*PROMPT*: In the material below, please retype the lines from the very first through the one with "Our designer has requested the exact region of the khaki", exactly and without pictures.

─── SUPPLIED MATERIAL ───

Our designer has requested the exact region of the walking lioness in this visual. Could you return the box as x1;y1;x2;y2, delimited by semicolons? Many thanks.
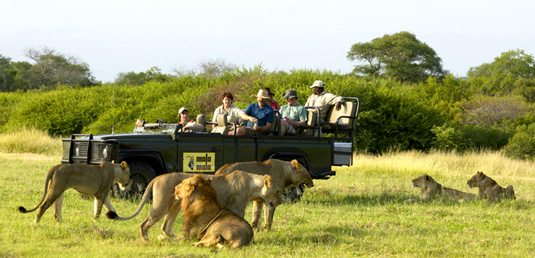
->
467;171;516;202
18;161;130;223
215;159;314;231
410;174;476;202
107;170;282;242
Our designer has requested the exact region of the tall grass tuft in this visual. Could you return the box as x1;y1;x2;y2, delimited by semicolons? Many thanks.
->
0;128;62;156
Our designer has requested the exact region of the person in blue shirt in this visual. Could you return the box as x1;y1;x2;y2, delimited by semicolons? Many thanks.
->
233;89;274;136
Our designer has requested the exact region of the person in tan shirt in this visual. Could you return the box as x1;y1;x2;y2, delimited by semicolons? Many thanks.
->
304;80;343;122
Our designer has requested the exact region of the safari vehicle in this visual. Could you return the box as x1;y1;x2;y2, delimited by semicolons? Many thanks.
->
61;97;360;196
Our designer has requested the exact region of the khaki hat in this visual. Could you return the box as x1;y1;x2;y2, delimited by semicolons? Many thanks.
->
310;80;325;88
178;107;188;115
282;89;299;99
254;89;271;99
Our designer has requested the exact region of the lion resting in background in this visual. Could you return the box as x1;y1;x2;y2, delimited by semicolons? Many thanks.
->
467;171;516;202
175;176;254;249
409;174;476;202
107;170;282;242
19;161;130;223
215;159;314;231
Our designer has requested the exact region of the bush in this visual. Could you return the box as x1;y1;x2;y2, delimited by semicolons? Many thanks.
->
504;124;535;160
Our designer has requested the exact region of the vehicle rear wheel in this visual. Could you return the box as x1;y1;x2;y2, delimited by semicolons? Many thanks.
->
112;162;156;201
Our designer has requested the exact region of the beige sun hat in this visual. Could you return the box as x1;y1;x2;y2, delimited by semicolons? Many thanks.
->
254;89;271;99
178;107;188;115
310;80;325;88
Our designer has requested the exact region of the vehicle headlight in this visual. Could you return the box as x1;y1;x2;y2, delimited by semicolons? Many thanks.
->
102;146;109;160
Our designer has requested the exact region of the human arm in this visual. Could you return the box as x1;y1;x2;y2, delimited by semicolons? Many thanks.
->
184;121;205;132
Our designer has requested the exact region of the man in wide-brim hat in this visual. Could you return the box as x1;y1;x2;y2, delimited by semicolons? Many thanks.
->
232;89;275;136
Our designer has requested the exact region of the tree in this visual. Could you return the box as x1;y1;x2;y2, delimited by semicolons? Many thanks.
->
24;47;95;89
114;66;173;85
467;49;535;95
347;31;446;83
0;54;16;92
198;59;235;77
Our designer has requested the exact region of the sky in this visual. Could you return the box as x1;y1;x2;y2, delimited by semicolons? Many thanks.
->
1;0;534;83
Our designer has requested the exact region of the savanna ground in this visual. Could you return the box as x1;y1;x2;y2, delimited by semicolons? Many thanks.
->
1;149;535;258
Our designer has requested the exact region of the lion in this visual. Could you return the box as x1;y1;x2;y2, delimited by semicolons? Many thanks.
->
107;170;282;242
215;159;314;231
409;174;476;202
175;176;254;249
467;171;516;203
18;161;130;223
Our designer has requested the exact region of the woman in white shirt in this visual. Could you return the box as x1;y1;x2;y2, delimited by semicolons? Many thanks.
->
212;92;244;125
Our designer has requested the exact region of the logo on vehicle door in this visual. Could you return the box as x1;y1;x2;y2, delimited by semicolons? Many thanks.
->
183;152;215;172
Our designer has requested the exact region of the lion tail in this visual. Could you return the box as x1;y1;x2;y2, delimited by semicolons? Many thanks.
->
18;165;58;213
106;177;155;221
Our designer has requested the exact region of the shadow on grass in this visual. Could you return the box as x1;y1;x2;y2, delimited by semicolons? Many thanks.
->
303;191;416;206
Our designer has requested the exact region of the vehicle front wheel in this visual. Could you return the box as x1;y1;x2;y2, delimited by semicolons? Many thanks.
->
112;162;156;201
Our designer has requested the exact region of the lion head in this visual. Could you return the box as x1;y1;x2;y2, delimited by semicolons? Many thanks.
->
261;174;283;208
411;174;437;189
290;159;314;189
467;171;486;188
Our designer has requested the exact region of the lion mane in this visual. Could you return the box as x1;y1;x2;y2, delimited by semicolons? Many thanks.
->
175;175;254;249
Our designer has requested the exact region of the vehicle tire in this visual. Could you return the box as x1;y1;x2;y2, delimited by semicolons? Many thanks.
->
280;158;309;203
112;162;156;201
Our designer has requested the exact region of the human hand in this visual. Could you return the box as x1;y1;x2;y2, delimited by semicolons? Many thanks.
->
335;101;342;111
250;117;258;124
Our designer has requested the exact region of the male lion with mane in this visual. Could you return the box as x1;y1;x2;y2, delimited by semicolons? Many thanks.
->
175;176;254;249
467;171;516;203
215;159;314;231
409;174;476;202
107;170;282;242
19;161;130;223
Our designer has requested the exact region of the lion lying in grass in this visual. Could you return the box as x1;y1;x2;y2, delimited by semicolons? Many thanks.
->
215;159;314;231
19;161;130;223
107;170;282;242
467;171;516;203
175;176;254;249
408;174;476;202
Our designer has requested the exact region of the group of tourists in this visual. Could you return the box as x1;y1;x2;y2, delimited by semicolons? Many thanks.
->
177;80;344;136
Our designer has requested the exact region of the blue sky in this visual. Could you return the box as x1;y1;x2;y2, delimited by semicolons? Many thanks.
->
1;0;534;82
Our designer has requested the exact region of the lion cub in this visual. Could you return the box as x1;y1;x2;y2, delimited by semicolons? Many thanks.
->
467;171;515;203
19;161;130;223
409;174;476;202
175;176;254;249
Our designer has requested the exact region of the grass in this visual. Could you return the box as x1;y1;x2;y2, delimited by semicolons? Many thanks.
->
1;150;535;257
0;128;62;156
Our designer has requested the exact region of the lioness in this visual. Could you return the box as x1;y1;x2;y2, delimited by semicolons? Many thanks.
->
215;159;314;231
467;171;516;202
19;161;130;223
107;170;282;242
175;176;253;249
410;174;476;202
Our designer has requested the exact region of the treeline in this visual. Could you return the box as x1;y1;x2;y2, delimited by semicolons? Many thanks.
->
1;59;535;160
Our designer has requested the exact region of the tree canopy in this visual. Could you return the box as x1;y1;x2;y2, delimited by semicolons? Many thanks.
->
347;31;446;83
0;47;96;92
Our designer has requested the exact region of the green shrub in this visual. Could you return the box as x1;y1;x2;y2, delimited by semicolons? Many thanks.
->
504;124;535;160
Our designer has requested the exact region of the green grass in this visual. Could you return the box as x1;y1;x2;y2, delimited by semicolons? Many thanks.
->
2;150;535;257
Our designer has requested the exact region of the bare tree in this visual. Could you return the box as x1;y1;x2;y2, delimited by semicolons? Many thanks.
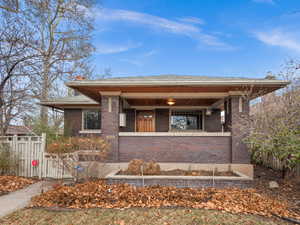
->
0;11;37;134
0;0;19;13
1;76;33;134
0;0;96;133
22;0;95;124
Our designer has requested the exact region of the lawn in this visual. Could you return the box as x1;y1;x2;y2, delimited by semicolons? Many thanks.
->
0;208;291;225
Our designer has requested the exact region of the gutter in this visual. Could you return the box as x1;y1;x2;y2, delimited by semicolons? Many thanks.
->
39;101;98;105
66;80;290;87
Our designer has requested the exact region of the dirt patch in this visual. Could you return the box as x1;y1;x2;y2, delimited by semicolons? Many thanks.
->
117;169;238;176
0;176;36;196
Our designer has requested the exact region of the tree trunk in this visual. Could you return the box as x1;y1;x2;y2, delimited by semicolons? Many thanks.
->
0;89;5;135
40;60;50;124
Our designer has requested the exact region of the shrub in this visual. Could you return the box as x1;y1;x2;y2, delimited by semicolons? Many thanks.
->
127;159;144;175
46;136;110;182
127;159;161;175
143;161;161;175
47;136;110;158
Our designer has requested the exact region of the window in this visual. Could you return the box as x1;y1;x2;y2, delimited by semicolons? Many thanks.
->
170;110;203;130
83;110;101;130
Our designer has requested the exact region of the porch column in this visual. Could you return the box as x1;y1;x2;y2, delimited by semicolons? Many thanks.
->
101;94;120;161
228;95;250;164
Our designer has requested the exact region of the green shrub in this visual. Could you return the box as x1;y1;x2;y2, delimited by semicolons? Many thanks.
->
245;121;300;177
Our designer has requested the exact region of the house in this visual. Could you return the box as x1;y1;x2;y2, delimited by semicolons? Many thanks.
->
41;75;288;177
6;125;34;136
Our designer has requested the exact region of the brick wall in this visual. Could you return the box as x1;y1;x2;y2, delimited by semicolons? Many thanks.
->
155;109;169;132
230;96;250;163
101;95;120;161
204;109;222;132
64;109;82;136
119;136;231;163
120;109;135;132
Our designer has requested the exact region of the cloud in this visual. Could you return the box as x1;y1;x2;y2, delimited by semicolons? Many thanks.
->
254;29;300;52
120;49;158;67
252;0;275;4
178;17;205;25
96;42;142;54
143;50;158;57
120;58;143;66
95;8;198;33
94;8;232;50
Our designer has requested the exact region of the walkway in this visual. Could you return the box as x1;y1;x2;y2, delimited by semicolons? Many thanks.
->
0;181;51;218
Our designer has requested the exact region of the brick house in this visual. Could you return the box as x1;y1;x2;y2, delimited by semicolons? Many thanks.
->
41;75;288;177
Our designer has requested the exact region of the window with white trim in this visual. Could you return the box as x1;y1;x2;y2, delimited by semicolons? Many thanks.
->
82;109;101;130
170;110;203;131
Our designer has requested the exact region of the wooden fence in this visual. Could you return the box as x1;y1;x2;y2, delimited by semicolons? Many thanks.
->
0;134;72;179
260;153;300;176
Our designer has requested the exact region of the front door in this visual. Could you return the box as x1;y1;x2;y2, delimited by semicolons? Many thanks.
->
136;110;155;132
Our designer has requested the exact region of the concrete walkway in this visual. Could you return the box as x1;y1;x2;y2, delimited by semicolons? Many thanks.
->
0;181;50;218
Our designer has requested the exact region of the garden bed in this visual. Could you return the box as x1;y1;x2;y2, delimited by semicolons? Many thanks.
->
0;176;36;196
107;160;249;188
107;169;250;188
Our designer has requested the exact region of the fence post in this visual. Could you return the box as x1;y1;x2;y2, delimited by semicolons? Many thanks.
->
12;135;18;175
13;135;17;153
39;133;46;179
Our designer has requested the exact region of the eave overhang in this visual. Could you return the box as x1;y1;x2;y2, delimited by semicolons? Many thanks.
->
41;77;290;109
66;79;289;102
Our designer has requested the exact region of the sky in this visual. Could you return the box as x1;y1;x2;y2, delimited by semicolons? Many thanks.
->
90;0;300;78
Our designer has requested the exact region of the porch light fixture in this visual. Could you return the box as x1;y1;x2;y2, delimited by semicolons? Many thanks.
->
167;98;176;106
206;108;212;116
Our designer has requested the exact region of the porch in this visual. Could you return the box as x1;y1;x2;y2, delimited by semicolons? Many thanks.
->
96;90;250;164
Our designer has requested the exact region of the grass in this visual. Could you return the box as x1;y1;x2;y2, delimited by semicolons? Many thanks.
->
0;208;290;225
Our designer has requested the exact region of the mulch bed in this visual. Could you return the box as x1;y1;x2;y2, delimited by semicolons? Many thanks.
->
0;176;36;196
31;180;300;220
117;169;238;176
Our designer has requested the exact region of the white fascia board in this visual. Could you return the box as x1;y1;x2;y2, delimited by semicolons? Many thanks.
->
66;80;290;87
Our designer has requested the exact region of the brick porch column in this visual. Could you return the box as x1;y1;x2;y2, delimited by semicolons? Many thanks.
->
101;94;120;161
228;95;250;163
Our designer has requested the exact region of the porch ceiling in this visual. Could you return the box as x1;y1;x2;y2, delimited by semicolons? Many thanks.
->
125;98;219;107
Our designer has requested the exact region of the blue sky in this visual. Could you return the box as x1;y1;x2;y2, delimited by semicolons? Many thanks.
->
90;0;300;78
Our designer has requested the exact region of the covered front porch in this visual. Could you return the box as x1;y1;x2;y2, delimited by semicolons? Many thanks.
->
112;91;234;163
93;89;250;164
119;92;229;133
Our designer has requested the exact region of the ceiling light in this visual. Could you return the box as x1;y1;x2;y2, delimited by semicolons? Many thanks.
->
167;98;176;106
206;108;212;116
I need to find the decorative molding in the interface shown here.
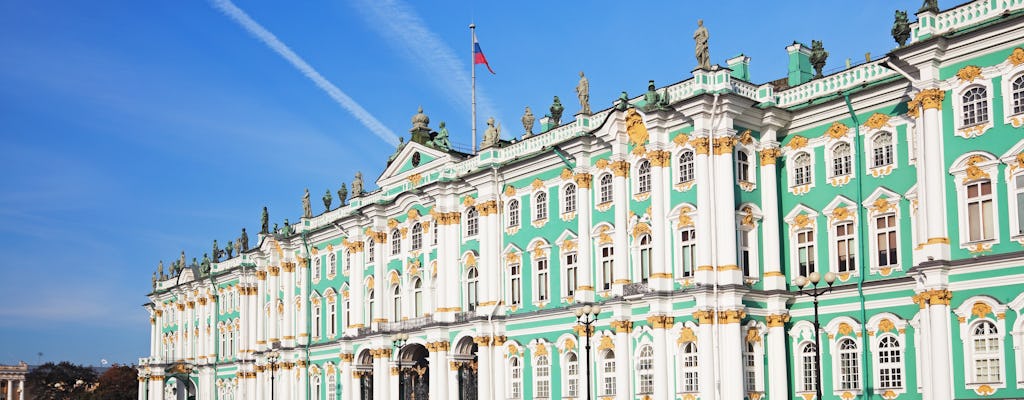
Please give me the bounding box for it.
[955,65,983,82]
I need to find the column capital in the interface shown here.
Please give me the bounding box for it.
[473,336,493,347]
[759,147,782,166]
[907,88,946,118]
[646,315,675,329]
[573,173,593,188]
[766,313,791,327]
[913,288,953,308]
[712,136,738,155]
[692,136,711,155]
[477,201,499,216]
[610,319,634,333]
[611,160,630,177]
[647,150,672,167]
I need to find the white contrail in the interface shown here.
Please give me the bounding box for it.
[211,0,399,146]
[352,0,505,136]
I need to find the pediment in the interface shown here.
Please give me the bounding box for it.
[377,141,458,188]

───

*TASK SOLUTION*:
Our designer has requested the exact region of the walking lioness in this visual. Could you return the box as x1;y1;x2;y2, delimited by semicolons? Many thanks.
->
467;171;516;202
18;161;130;223
215;159;314;231
410;174;476;202
107;170;282;242
Our designer has requested the exact region of the tall grass tuft in this visual. Could you return the box as x1;y1;x2;y2, delimited by semicolons? Many thanks.
->
0;128;62;156
Our designer has requested the exact region of the person in blue shirt in this visual. Could you return the box as x1;y1;x2;y2, delimited by semicolons? Many thanks.
->
233;89;274;136
Our designer has requested the exact region of the person in tan shirt in this visual. Could you return the box as x1;y1;x2;y2, delimited by semicolons? Many thanks.
->
304;80;343;122
Our designer has requested the exact region of the safari vehicle in this visual. Could you return the box as x1;y1;x2;y2, delimited by semicolons? Many thanks.
->
61;97;360;196
Our designer has requested the exact region of the khaki hat in this visual. Could you return the box as x1;y1;x2;y2, delimited by semicolons? Many thanks.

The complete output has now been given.